## Begin

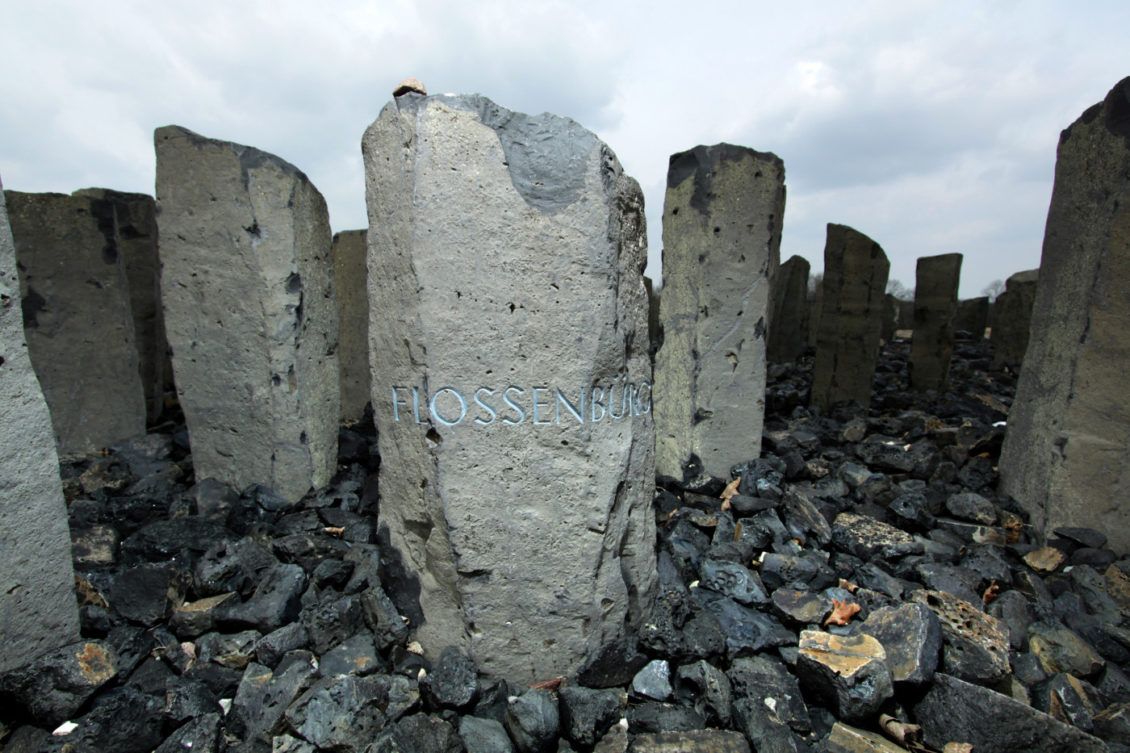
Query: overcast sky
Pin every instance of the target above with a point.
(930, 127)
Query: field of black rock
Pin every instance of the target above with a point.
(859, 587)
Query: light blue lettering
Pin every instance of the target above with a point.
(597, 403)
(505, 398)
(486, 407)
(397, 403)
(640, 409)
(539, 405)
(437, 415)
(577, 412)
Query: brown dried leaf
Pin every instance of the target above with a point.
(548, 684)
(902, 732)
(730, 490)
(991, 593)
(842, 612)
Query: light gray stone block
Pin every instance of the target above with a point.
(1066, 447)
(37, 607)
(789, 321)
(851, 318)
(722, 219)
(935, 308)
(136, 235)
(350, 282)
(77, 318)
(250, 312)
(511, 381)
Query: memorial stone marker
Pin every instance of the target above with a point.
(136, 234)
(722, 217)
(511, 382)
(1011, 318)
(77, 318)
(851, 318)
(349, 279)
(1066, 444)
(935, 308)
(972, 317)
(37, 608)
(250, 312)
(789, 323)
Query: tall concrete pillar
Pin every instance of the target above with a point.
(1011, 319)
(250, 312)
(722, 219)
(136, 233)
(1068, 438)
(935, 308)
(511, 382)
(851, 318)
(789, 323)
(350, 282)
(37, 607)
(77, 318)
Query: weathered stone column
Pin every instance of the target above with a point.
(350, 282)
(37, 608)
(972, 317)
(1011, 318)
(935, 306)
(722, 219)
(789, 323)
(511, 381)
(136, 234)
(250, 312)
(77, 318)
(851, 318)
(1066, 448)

## End
## Begin

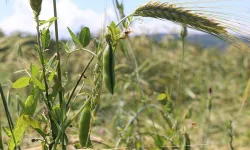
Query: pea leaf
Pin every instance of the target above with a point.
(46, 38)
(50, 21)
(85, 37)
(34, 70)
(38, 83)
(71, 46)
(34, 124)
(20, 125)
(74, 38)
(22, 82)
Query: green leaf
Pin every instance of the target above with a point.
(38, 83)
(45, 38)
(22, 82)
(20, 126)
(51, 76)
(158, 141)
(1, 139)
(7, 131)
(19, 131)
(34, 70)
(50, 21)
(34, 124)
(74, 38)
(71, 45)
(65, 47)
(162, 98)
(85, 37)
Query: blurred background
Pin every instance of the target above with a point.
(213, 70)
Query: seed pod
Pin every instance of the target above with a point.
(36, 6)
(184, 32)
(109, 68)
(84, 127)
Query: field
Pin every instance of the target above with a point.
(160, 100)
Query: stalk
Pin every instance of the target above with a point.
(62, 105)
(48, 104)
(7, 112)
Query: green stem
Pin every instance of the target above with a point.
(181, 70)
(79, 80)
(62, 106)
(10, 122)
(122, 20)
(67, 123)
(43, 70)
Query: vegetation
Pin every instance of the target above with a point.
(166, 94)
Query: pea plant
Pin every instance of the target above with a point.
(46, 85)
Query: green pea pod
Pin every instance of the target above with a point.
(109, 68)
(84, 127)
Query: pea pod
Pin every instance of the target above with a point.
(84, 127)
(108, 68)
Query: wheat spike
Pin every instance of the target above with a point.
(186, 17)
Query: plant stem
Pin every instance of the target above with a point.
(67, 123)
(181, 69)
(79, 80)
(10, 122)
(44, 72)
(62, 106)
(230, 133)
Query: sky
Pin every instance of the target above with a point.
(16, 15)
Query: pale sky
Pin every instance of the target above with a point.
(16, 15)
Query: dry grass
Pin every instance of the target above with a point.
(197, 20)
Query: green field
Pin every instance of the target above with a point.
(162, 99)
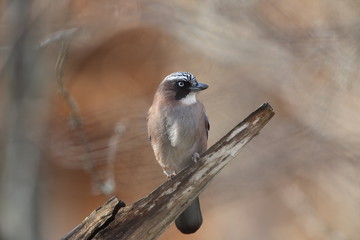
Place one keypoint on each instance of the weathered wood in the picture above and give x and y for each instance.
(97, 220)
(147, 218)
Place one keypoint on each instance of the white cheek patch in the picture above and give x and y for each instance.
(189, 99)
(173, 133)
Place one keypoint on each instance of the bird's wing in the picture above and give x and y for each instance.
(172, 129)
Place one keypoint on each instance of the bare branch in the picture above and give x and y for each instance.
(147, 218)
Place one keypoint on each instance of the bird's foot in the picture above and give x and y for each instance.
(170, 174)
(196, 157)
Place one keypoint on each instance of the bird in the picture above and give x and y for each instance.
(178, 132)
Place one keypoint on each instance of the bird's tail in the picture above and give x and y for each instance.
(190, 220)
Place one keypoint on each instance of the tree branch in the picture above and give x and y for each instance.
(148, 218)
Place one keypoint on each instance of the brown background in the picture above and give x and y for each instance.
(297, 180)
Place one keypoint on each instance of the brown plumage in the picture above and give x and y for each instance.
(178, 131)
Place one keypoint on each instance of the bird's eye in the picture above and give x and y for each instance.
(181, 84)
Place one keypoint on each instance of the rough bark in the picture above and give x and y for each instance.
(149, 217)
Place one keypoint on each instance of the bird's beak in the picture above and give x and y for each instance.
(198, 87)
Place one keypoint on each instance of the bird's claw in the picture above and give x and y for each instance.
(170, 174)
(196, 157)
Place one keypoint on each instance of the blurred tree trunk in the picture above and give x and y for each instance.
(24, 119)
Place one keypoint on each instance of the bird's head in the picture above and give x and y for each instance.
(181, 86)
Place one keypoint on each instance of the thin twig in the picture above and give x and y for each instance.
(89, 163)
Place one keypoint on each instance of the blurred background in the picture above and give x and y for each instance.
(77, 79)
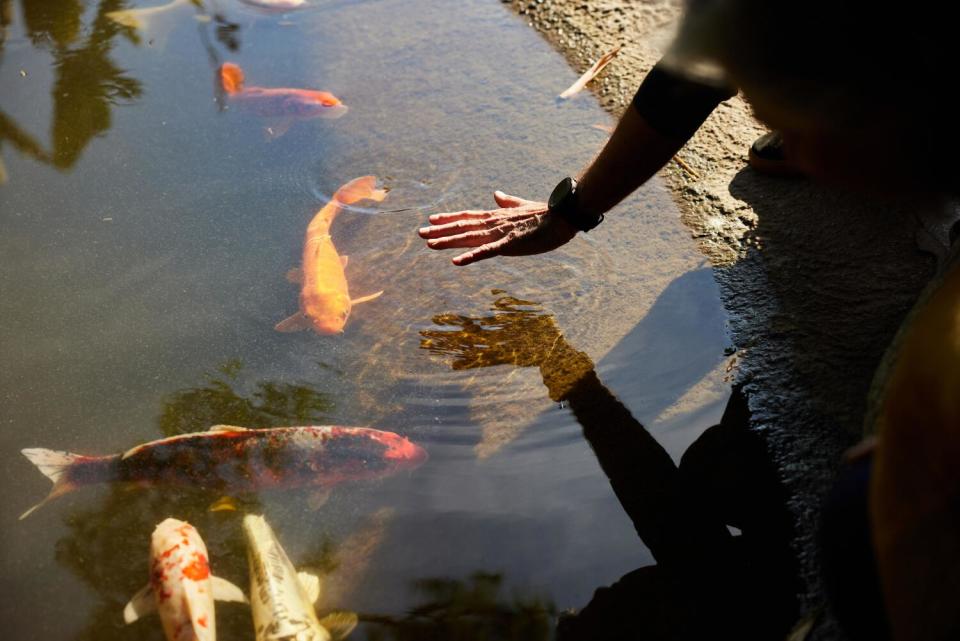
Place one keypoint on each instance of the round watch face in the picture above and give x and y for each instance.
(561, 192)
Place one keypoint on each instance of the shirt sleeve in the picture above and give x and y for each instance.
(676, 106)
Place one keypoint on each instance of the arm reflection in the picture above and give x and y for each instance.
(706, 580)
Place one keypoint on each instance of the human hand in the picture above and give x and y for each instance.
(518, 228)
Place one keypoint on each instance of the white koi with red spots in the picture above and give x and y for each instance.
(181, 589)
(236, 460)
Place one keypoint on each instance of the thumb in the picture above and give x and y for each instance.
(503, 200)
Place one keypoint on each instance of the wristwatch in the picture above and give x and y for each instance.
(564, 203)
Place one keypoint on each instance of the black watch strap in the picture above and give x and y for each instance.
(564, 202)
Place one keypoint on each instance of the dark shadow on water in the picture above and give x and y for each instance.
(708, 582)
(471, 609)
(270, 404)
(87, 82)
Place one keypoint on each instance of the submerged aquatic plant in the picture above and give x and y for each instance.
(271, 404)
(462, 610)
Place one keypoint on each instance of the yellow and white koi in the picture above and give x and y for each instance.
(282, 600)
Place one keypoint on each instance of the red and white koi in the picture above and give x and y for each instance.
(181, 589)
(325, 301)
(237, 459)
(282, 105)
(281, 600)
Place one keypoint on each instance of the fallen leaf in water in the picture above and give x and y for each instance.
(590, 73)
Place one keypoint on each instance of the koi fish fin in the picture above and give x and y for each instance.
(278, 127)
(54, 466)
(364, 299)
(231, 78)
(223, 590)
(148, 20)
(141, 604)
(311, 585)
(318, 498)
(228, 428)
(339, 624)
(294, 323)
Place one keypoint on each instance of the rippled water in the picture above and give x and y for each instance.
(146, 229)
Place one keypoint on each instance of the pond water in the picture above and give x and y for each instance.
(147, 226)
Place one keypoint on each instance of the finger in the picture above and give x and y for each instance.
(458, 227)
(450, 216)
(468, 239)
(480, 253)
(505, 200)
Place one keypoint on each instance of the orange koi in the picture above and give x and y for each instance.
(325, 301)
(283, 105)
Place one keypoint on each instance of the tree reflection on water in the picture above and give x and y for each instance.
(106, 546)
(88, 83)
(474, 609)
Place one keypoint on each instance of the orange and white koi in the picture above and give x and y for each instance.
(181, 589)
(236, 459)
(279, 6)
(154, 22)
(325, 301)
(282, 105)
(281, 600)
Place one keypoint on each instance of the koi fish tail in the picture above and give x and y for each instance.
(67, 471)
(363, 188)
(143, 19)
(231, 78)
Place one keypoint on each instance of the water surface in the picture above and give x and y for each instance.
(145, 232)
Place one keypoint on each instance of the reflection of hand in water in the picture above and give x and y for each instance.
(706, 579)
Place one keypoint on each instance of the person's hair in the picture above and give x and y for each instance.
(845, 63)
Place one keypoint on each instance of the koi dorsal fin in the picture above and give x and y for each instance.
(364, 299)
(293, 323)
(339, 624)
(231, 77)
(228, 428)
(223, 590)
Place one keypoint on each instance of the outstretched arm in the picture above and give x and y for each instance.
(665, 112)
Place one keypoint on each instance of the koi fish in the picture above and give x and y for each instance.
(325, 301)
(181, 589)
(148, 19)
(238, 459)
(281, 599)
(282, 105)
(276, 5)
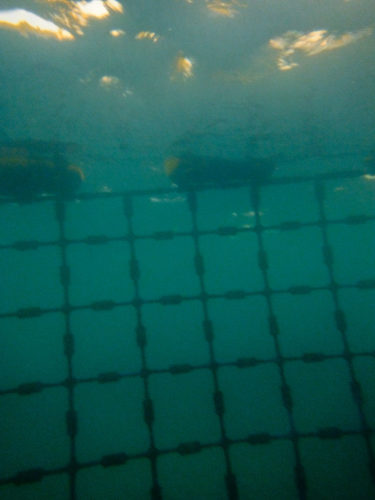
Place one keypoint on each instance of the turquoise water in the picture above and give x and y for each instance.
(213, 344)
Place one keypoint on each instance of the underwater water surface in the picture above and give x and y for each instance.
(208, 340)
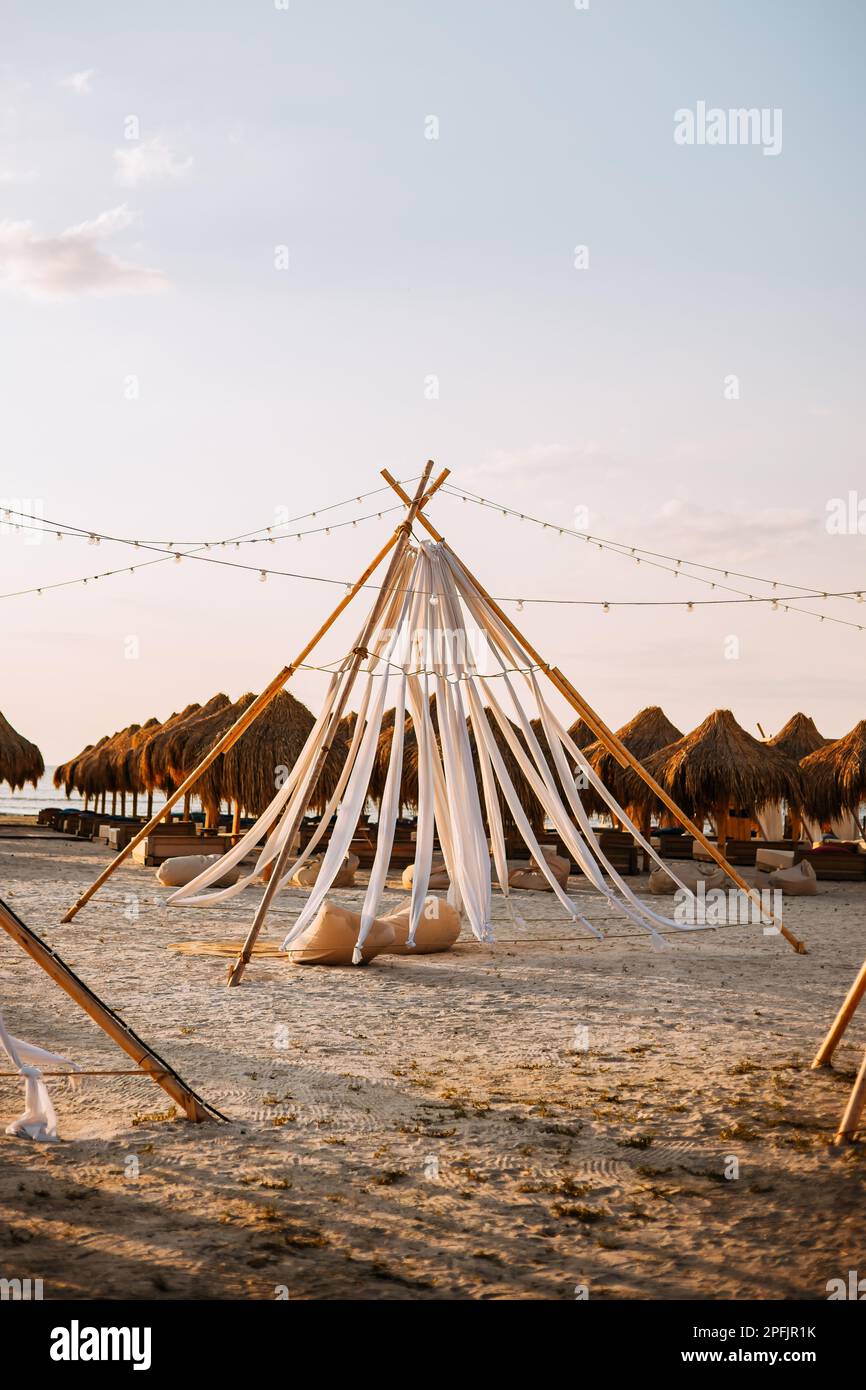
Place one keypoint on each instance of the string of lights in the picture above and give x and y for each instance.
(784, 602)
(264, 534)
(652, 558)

## End
## Begin

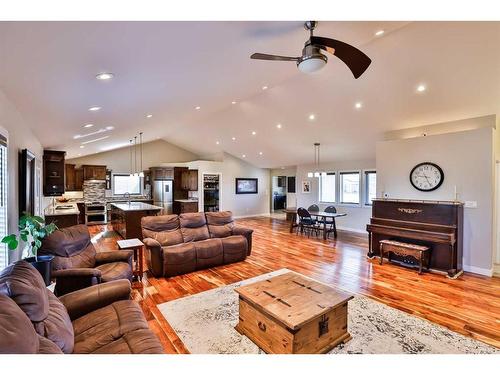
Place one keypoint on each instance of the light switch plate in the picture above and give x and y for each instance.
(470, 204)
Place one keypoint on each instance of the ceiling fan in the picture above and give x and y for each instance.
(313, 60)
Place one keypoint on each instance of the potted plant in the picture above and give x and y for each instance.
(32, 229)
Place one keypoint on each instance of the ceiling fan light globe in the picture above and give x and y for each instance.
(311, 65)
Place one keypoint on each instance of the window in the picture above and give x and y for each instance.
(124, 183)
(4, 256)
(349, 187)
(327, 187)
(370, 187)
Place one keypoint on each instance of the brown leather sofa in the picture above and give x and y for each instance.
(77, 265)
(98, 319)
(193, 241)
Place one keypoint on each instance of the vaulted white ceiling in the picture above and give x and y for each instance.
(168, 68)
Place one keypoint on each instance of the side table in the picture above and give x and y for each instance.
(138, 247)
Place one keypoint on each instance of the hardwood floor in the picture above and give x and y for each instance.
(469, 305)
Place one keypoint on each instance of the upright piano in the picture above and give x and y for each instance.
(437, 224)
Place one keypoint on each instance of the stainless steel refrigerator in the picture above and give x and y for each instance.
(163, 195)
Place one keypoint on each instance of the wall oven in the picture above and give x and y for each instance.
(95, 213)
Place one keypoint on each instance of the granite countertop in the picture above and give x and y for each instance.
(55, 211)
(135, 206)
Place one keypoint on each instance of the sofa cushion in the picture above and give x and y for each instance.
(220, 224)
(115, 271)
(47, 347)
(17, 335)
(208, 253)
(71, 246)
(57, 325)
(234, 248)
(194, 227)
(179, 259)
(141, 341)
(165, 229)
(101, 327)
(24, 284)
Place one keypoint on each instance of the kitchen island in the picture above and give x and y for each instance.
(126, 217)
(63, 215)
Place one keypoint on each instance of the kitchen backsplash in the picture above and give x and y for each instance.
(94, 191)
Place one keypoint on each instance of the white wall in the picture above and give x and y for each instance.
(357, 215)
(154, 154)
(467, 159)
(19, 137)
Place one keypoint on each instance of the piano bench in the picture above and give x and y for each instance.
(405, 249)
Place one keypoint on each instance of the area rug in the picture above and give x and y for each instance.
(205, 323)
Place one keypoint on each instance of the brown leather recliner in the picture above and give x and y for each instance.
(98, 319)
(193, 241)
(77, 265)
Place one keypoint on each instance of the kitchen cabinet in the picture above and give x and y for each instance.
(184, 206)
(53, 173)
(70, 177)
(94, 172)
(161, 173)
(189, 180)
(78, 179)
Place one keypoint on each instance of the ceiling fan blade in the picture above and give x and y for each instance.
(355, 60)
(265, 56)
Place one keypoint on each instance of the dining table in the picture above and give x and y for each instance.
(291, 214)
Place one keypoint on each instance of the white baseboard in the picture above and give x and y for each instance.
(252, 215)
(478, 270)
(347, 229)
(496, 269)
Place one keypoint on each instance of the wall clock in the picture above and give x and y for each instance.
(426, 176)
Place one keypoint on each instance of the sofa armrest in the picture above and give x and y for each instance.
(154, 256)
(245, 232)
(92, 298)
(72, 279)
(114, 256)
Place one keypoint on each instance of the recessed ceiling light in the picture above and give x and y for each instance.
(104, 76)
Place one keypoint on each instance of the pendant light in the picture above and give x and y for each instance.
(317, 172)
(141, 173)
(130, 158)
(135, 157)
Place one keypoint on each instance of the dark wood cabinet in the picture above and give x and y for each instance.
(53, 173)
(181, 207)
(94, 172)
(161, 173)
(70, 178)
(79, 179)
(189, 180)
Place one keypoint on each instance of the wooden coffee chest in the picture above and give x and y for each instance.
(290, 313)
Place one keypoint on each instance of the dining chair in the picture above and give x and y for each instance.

## End

[SET TASK] Pull out every line of the entries above that contains the word "fish" and list those lines in their original order.

[RESPONSE TO THIS EXERCISE]
Place one keypoint on each instance of the koi fish fin in the picture above and give x and y for each instance.
Place one keypoint on each instance of the koi fish tail in the picture above and give x and y for each instance.
Place one keypoint on each instance of the koi fish in the picture above and give x and y for each instance.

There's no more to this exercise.